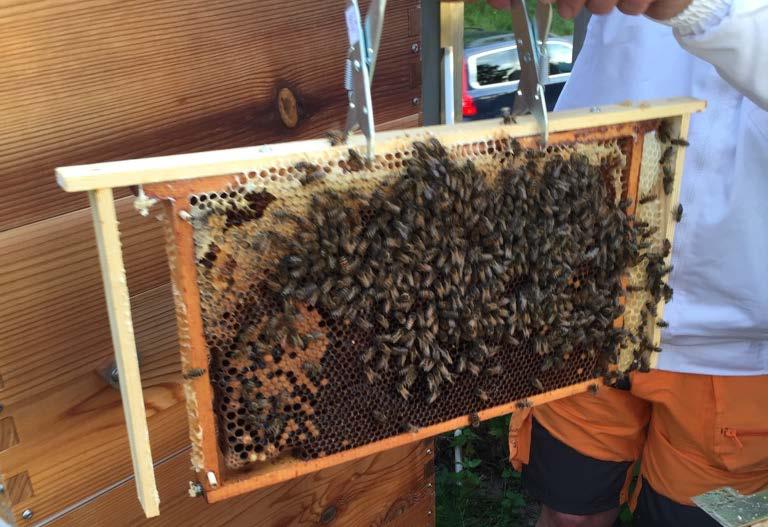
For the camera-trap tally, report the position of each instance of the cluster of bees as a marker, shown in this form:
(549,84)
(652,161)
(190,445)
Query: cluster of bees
(654,259)
(446,266)
(433,279)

_Work to complete_. Retype the listing exactly. Skip every picture.

_Reply to the task_.
For the camera-trap tally, report the position of each instance of the cluster of bees as a marker, shown in this form:
(549,84)
(652,161)
(190,445)
Query: cluster of bees
(654,259)
(446,266)
(433,279)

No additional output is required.